Requirement: Print the data exactly, leaving nothing out.

═══

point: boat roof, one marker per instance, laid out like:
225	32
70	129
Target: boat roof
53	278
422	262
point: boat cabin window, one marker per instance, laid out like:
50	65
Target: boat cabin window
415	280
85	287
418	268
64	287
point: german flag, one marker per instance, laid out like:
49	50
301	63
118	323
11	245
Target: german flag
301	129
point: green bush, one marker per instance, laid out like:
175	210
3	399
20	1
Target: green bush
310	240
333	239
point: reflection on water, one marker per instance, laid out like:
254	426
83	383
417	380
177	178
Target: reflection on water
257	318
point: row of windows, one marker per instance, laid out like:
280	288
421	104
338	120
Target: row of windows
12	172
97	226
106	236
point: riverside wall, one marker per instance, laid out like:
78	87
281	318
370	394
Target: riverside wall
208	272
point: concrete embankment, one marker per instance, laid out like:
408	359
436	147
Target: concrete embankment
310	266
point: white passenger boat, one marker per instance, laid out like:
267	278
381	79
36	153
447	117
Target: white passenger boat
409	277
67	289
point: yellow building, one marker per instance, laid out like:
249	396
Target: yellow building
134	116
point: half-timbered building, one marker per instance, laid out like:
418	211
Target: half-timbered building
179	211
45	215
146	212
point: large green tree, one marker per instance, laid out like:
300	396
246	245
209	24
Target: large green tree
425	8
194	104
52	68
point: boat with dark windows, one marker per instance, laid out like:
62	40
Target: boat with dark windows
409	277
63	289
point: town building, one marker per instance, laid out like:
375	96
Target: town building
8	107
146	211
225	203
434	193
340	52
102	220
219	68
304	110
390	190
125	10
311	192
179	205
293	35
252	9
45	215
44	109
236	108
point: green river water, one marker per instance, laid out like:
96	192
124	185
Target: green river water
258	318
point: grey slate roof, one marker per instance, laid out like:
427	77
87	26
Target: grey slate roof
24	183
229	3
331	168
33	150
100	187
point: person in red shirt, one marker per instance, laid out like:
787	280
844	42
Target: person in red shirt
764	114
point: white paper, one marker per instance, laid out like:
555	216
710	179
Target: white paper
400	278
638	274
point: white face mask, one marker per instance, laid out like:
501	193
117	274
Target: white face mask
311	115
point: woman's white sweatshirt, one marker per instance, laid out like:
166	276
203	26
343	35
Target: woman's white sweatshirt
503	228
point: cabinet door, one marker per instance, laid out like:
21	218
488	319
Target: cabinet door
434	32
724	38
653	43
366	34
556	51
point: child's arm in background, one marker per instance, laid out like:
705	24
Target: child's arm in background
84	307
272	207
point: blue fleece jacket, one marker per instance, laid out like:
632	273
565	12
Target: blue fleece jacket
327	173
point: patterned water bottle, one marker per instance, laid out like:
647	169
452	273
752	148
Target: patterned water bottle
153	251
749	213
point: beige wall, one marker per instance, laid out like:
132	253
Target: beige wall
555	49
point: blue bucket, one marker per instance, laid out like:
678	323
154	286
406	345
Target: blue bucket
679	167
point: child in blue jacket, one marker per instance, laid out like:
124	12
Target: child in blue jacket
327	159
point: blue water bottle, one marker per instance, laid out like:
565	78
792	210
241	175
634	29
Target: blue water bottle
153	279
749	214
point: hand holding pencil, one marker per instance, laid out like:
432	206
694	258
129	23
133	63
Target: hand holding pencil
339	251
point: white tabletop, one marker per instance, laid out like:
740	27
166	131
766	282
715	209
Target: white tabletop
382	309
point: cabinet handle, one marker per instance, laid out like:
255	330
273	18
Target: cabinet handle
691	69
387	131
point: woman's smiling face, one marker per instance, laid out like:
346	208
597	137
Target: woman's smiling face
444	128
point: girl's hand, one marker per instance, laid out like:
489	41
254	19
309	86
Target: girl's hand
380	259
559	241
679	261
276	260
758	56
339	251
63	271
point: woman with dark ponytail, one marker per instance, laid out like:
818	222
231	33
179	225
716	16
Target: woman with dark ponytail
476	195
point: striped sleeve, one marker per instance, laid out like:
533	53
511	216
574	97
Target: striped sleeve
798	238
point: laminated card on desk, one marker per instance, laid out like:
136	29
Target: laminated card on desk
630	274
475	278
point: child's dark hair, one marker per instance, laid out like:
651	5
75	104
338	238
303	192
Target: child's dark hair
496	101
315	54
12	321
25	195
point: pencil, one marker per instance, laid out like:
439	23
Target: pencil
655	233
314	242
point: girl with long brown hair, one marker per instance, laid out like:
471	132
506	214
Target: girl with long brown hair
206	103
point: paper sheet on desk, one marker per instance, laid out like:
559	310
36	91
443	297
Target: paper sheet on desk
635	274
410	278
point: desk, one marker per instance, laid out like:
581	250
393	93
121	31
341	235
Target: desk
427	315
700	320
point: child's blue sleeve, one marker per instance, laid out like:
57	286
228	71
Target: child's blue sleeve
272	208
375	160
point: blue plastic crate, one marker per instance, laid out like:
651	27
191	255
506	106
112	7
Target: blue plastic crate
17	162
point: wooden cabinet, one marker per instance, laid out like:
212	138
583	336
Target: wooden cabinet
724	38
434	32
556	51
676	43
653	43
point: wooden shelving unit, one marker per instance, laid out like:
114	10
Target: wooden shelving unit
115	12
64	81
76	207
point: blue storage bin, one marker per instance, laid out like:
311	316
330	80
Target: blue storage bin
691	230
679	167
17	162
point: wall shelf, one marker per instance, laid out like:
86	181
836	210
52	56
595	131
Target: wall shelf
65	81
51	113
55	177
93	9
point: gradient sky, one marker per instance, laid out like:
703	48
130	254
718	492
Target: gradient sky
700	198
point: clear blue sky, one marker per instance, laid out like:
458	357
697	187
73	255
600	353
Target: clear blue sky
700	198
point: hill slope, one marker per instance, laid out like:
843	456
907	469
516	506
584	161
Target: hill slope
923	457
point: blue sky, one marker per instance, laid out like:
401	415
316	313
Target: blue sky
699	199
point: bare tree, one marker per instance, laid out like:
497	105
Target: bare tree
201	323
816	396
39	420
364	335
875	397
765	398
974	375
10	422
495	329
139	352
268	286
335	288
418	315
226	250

═══

Task response:
point: boat roof, one marker per instance, laid out like:
225	32
70	129
Target: boat roof
53	278
422	262
point: boat cabin window, one marker per instance, laid out like:
50	65
Target: boat cabin window
415	280
85	287
418	268
64	287
point: german flag, one marker per instance, laid out like:
49	50
301	63
118	323
11	245
Target: german flag
301	129
point: green bush, one marker per instance, laid out like:
175	210
3	399
20	1
Target: green bush
310	240
333	239
point: reflection on water, one marker per instance, laid out like:
254	426
83	383
417	380
177	178
Target: reflection on water
257	318
point: row of windows, one marker per instance, laid out like:
280	288
421	104
338	120
Target: row of windows
12	172
97	226
106	236
point: riverside wall, one marker per instance, laid out like:
78	87
281	318
370	394
Target: riverside wall
208	272
point: concrete embankment, one marker per instance, laid out like:
408	359
436	147
Target: concrete embankment
310	266
point: white passenger boat, one marker per instance, laid out like:
267	278
381	79
36	153
447	117
Target: white passenger boat
409	277
67	289
point: yellow building, one marker per instance, laid out like:
249	396
Target: yellow building
134	116
point: half-timbered building, one marker per instance, laid out like:
418	211
Target: half-timbered building
179	211
45	215
146	212
point: large green tree, one marker per instance, laid out like:
300	396
246	245
209	24
Target: large green tree
425	8
194	104
52	68
point: boat with dark windows, one marker per instance, laid out like:
62	40
Target: boat with dark windows
409	277
63	289
point: town building, one marker per instance, laid out like:
375	96
Target: town building
8	107
146	211
225	203
434	193
340	52
102	220
219	68
304	110
390	190
125	10
311	192
179	205
293	35
252	9
45	215
44	109
236	108
point: green river water, one marker per instance, laid out like:
96	192
124	185
Target: green river water
258	318
point: grey slate roof, one marker per instance, laid out like:
427	77
87	26
Target: grey slate roof
24	183
229	3
331	168
33	150
100	187
point: person in red shirt, one marker per instance, laid out like:
787	280
844	42
Target: person in red shirt
764	114
point: white paper, one marker per instance, laid out like:
555	216
710	179
Target: white paper
400	278
638	274
point: white face mask, one marker per instance, laid out like:
501	193
117	274
Target: white face mask
311	115
point: woman's white sweatshirt, one marker per instance, laid out like:
166	276
203	26
343	35
Target: woman's white sweatshirt
503	228
point: cabinet door, one marker per instance, laid out like:
21	218
488	319
Target: cabinet door
434	32
724	38
653	43
366	34
556	51
point: child's arm in background, one marker per instance, laid out like:
705	24
Target: child's arm in background
84	307
272	207
point: blue fleece jacket, one marker per instance, laid out like:
632	273
565	12
Target: blue fleece jacket
327	173
point: patterned water bottle, one marker per instance, laid out like:
647	169
452	273
752	148
Target: patterned water bottle
153	251
749	213
point: beige wall, one marker per instance, laid out like:
132	253
Target: beige wall
555	49
point: blue bucket, one marker per instance, laid out like:
678	323
154	286
406	345
Target: blue bucket
679	167
point: child in blue jacket, one marker per instance, laid out like:
124	12
Target: child in blue jacket
327	159
point: blue water bottle, one marker per instance, laid out like:
565	78
792	210
241	175
634	29
Target: blue water bottle
153	279
749	214
point: hand holding pencil, one marker per instance, laid out like:
432	206
694	258
129	23
133	63
Target: hand holding pencil
339	251
point: white tabletop, one marker per instance, laid out like:
740	27
166	131
766	282
715	209
Target: white tabletop
382	309
point: cabinet handle, one marker per instance, laid out like:
255	330
273	18
Target: cabinet handle
691	69
387	131
point: woman's smiling face, one marker per instance, laid out like:
346	208
597	137
Target: woman's smiling face
444	128
point: girl's hand, one marker per instance, laid out like:
489	41
254	19
309	86
Target: girl's hand
380	259
559	241
679	261
276	260
758	56
339	251
63	271
point: woman with dark ponytail, one marker per instance, laid out like:
818	222
231	33
179	225
716	16
Target: woman with dark ponytail
476	195
point: striped sleeve, one marker per instance, laid out like:
533	53
511	216
574	97
Target: striped sleeve
798	238
point: laminated card on desk, one marker per instance, laid out like:
136	29
Target: laminated card on desk
630	274
475	278
point: child's dark hair, one marker per instance, laid out like:
651	5
75	104
338	238
303	192
Target: child's dark hair
496	101
315	54
12	321
25	195
point: pencil, one marker per instance, laid out like:
439	23
Target: pencil
655	233
314	242
point: girl with long brown hair, one marker per instance, laid out like:
471	132
506	214
Target: girl with long brown hair
206	103
point: paper sheet on desk, one marker per instance, laid out like:
559	310
36	91
443	297
Target: paper sheet on desk
635	274
410	278
point: desk, one marker per instance, laid out like:
581	250
393	93
121	31
341	235
Target: desk
427	315
700	320
point: child's blue sleeve, one marker per instance, laid out like:
57	286
228	71
Target: child's blue sleeve
272	208
375	160
point: blue plastic crate, one marker per instance, laid out like:
651	27
191	255
506	106
112	7
Target: blue plastic crate
17	162
point: wooden cabinet, one marker per instance, laid out like:
212	138
583	336
Target: wooden cabinet
724	38
434	32
556	51
676	43
653	43
point: wooden shelving unit, one marker per instance, laid out like:
114	10
Target: wooden shelving unit
115	12
64	81
76	207
point: blue storage bin, one marker per instance, laid out like:
311	316
330	80
Target: blue storage bin
691	230
679	167
17	162
point: wall shelf, one marker per instance, laid out like:
86	181
836	210
52	56
595	131
Target: wall shelf
65	81
51	113
55	177
93	9
point: gradient sky, one marker per instance, laid out like:
703	48
130	254
718	492
Target: gradient sky
700	198
point: clear blue sky, one marker per instance, laid out like:
458	357
697	187
73	255
600	353
Target: clear blue sky
700	198
point: hill slope, one marker per instance, laid out like:
843	456
907	469
516	506
584	161
Target: hill slope
923	457
point: blue sky, one marker per instance, laid out like:
401	415
316	313
Target: blue sky
699	199
point: bare tree, one marker per instance, laid out like:
497	105
Target: bare tree
201	323
816	396
39	420
364	335
875	397
765	398
974	375
10	422
495	329
139	352
268	286
335	288
418	315
226	250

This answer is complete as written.